Exercise task.
Pull out every line of the material below that contains the word "logo", with case counting as a difference.

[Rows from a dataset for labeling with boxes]
---
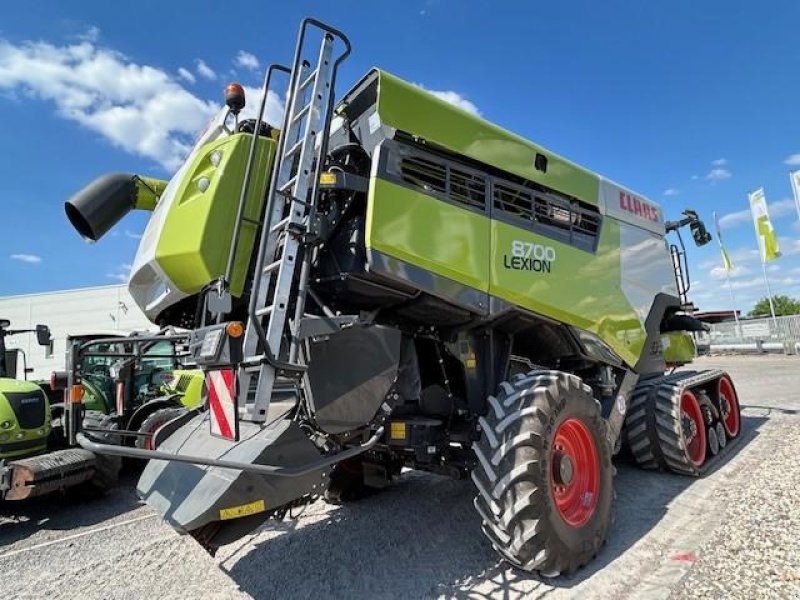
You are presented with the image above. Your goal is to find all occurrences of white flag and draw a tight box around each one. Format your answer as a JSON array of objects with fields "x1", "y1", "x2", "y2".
[{"x1": 789, "y1": 170, "x2": 800, "y2": 218}]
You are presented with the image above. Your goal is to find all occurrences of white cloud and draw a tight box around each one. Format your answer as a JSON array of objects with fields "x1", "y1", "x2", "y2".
[
  {"x1": 719, "y1": 198, "x2": 797, "y2": 227},
  {"x1": 705, "y1": 167, "x2": 731, "y2": 181},
  {"x1": 241, "y1": 86, "x2": 283, "y2": 127},
  {"x1": 233, "y1": 50, "x2": 258, "y2": 71},
  {"x1": 10, "y1": 254, "x2": 42, "y2": 264},
  {"x1": 0, "y1": 40, "x2": 217, "y2": 170},
  {"x1": 106, "y1": 263, "x2": 133, "y2": 283},
  {"x1": 178, "y1": 67, "x2": 197, "y2": 83},
  {"x1": 414, "y1": 83, "x2": 481, "y2": 116},
  {"x1": 195, "y1": 58, "x2": 217, "y2": 81}
]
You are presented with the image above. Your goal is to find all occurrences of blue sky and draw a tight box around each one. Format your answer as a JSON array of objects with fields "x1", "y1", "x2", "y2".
[{"x1": 0, "y1": 0, "x2": 800, "y2": 310}]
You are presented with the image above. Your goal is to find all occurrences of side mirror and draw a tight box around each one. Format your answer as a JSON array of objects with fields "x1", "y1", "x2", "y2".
[
  {"x1": 36, "y1": 325, "x2": 53, "y2": 358},
  {"x1": 689, "y1": 219, "x2": 711, "y2": 247}
]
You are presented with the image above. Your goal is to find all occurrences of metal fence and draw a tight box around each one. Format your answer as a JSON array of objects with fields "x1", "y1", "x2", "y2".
[{"x1": 697, "y1": 315, "x2": 800, "y2": 353}]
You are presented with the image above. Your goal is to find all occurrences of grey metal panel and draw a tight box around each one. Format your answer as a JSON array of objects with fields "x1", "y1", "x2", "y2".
[
  {"x1": 619, "y1": 223, "x2": 678, "y2": 325},
  {"x1": 136, "y1": 413, "x2": 326, "y2": 535},
  {"x1": 367, "y1": 248, "x2": 489, "y2": 315}
]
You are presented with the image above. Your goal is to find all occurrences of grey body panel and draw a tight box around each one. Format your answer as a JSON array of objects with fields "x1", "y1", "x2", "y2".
[
  {"x1": 136, "y1": 413, "x2": 327, "y2": 535},
  {"x1": 308, "y1": 325, "x2": 401, "y2": 433}
]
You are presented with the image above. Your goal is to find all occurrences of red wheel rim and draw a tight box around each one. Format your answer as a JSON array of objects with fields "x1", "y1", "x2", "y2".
[
  {"x1": 719, "y1": 377, "x2": 739, "y2": 438},
  {"x1": 681, "y1": 390, "x2": 706, "y2": 467},
  {"x1": 550, "y1": 418, "x2": 600, "y2": 527}
]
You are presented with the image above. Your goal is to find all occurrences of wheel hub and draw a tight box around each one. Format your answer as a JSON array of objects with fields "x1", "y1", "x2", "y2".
[
  {"x1": 555, "y1": 452, "x2": 575, "y2": 485},
  {"x1": 550, "y1": 418, "x2": 600, "y2": 527}
]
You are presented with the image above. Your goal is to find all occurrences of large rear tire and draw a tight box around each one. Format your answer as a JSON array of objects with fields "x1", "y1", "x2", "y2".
[{"x1": 472, "y1": 371, "x2": 614, "y2": 577}]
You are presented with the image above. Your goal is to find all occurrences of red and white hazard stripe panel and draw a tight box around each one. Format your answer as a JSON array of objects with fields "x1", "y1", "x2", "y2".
[{"x1": 206, "y1": 369, "x2": 238, "y2": 440}]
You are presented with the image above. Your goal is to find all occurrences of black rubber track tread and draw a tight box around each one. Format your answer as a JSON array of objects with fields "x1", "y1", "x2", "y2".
[
  {"x1": 623, "y1": 369, "x2": 727, "y2": 476},
  {"x1": 81, "y1": 410, "x2": 122, "y2": 495},
  {"x1": 135, "y1": 406, "x2": 187, "y2": 448},
  {"x1": 472, "y1": 371, "x2": 613, "y2": 577}
]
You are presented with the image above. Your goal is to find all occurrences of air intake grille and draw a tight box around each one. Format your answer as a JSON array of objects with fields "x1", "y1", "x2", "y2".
[
  {"x1": 400, "y1": 156, "x2": 486, "y2": 210},
  {"x1": 4, "y1": 391, "x2": 47, "y2": 429}
]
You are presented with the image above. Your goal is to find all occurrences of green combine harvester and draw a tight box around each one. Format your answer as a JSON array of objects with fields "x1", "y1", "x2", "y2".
[{"x1": 67, "y1": 19, "x2": 740, "y2": 576}]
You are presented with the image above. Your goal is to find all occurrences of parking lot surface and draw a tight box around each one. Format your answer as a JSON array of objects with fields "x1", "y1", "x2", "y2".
[{"x1": 0, "y1": 356, "x2": 800, "y2": 600}]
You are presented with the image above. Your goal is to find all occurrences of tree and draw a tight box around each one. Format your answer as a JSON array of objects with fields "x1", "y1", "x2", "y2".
[{"x1": 749, "y1": 294, "x2": 800, "y2": 317}]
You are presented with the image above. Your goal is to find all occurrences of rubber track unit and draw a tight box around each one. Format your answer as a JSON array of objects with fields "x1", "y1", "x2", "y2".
[
  {"x1": 472, "y1": 371, "x2": 613, "y2": 577},
  {"x1": 623, "y1": 369, "x2": 741, "y2": 476}
]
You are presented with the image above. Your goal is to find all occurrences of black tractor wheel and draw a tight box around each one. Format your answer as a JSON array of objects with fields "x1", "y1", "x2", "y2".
[
  {"x1": 472, "y1": 371, "x2": 614, "y2": 577},
  {"x1": 76, "y1": 411, "x2": 122, "y2": 497},
  {"x1": 136, "y1": 406, "x2": 186, "y2": 450}
]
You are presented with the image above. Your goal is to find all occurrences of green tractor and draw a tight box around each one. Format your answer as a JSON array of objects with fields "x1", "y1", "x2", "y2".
[
  {"x1": 0, "y1": 331, "x2": 204, "y2": 500},
  {"x1": 67, "y1": 19, "x2": 740, "y2": 576},
  {"x1": 0, "y1": 319, "x2": 52, "y2": 464}
]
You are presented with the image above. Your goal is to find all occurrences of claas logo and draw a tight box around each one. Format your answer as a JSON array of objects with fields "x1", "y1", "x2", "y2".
[{"x1": 619, "y1": 192, "x2": 661, "y2": 223}]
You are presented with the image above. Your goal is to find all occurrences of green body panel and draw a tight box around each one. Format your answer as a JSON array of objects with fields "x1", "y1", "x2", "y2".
[
  {"x1": 377, "y1": 71, "x2": 599, "y2": 205},
  {"x1": 156, "y1": 133, "x2": 275, "y2": 296},
  {"x1": 366, "y1": 178, "x2": 490, "y2": 292},
  {"x1": 661, "y1": 331, "x2": 697, "y2": 365},
  {"x1": 164, "y1": 369, "x2": 205, "y2": 408},
  {"x1": 487, "y1": 219, "x2": 647, "y2": 365},
  {"x1": 135, "y1": 176, "x2": 169, "y2": 211},
  {"x1": 366, "y1": 178, "x2": 646, "y2": 365},
  {"x1": 0, "y1": 377, "x2": 51, "y2": 459}
]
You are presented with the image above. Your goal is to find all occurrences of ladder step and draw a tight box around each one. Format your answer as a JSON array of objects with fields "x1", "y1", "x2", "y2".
[
  {"x1": 291, "y1": 104, "x2": 311, "y2": 125},
  {"x1": 261, "y1": 260, "x2": 281, "y2": 275},
  {"x1": 283, "y1": 138, "x2": 306, "y2": 158},
  {"x1": 269, "y1": 217, "x2": 292, "y2": 233},
  {"x1": 297, "y1": 69, "x2": 318, "y2": 93},
  {"x1": 256, "y1": 304, "x2": 274, "y2": 317},
  {"x1": 278, "y1": 175, "x2": 297, "y2": 194}
]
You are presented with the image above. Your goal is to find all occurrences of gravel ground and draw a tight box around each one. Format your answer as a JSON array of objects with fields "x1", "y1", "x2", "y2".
[{"x1": 0, "y1": 357, "x2": 800, "y2": 600}]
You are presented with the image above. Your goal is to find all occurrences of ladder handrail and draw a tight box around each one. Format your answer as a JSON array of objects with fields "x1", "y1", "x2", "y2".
[
  {"x1": 247, "y1": 17, "x2": 352, "y2": 359},
  {"x1": 218, "y1": 63, "x2": 291, "y2": 298}
]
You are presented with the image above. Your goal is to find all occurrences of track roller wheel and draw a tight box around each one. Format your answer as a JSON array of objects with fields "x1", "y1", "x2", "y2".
[
  {"x1": 472, "y1": 371, "x2": 614, "y2": 577},
  {"x1": 136, "y1": 406, "x2": 186, "y2": 450},
  {"x1": 717, "y1": 375, "x2": 741, "y2": 440}
]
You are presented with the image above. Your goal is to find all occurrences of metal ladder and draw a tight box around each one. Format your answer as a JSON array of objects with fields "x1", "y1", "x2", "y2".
[{"x1": 238, "y1": 18, "x2": 350, "y2": 422}]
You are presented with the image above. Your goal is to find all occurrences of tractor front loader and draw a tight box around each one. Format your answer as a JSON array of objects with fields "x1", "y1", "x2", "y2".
[{"x1": 68, "y1": 19, "x2": 740, "y2": 575}]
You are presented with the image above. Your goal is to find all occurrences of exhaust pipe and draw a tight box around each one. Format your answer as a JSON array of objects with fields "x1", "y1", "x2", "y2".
[{"x1": 64, "y1": 173, "x2": 167, "y2": 242}]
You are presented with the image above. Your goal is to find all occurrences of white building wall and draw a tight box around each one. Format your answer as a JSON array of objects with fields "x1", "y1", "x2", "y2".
[{"x1": 0, "y1": 285, "x2": 157, "y2": 379}]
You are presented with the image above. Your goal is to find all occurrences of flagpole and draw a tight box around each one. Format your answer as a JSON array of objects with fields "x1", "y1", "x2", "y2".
[
  {"x1": 725, "y1": 271, "x2": 742, "y2": 337},
  {"x1": 761, "y1": 261, "x2": 778, "y2": 330}
]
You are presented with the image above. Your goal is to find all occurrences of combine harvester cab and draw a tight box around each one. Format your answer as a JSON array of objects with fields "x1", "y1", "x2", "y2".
[{"x1": 73, "y1": 19, "x2": 739, "y2": 575}]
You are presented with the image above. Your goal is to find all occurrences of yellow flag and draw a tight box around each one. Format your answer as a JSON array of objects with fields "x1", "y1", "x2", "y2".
[{"x1": 748, "y1": 188, "x2": 781, "y2": 262}]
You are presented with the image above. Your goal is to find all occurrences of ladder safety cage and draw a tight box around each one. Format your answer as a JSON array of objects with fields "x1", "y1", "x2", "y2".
[{"x1": 238, "y1": 18, "x2": 351, "y2": 422}]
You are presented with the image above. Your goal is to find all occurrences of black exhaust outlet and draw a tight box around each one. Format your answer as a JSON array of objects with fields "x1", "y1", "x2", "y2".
[{"x1": 64, "y1": 173, "x2": 137, "y2": 242}]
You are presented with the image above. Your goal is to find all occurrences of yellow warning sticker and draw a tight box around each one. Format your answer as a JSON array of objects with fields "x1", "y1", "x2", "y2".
[
  {"x1": 389, "y1": 421, "x2": 406, "y2": 440},
  {"x1": 219, "y1": 500, "x2": 267, "y2": 521}
]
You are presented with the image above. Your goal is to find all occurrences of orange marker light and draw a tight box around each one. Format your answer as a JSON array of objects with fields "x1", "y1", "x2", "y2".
[
  {"x1": 225, "y1": 321, "x2": 244, "y2": 338},
  {"x1": 70, "y1": 384, "x2": 85, "y2": 404}
]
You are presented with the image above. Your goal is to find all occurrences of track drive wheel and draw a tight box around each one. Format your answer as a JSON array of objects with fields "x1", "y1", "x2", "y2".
[
  {"x1": 625, "y1": 383, "x2": 708, "y2": 475},
  {"x1": 75, "y1": 410, "x2": 122, "y2": 497},
  {"x1": 136, "y1": 406, "x2": 186, "y2": 450},
  {"x1": 717, "y1": 375, "x2": 742, "y2": 440},
  {"x1": 472, "y1": 371, "x2": 614, "y2": 577}
]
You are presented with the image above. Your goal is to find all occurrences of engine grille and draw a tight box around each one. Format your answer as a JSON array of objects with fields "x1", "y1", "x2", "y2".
[{"x1": 4, "y1": 391, "x2": 47, "y2": 429}]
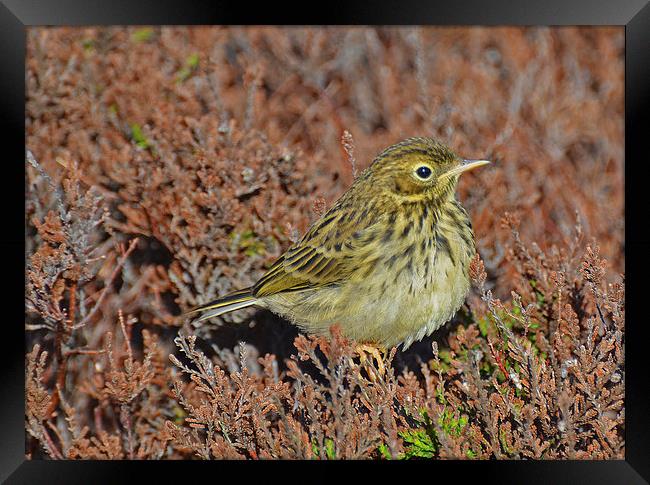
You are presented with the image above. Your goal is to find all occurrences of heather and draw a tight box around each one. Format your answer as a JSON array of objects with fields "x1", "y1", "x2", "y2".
---
Exercise solution.
You are presented with the image above. Your goal is to find all occurrences of claas logo and draw a tight box around each one. Format your answer as a JSON array of objects with fields "x1", "y1", "x2", "y2".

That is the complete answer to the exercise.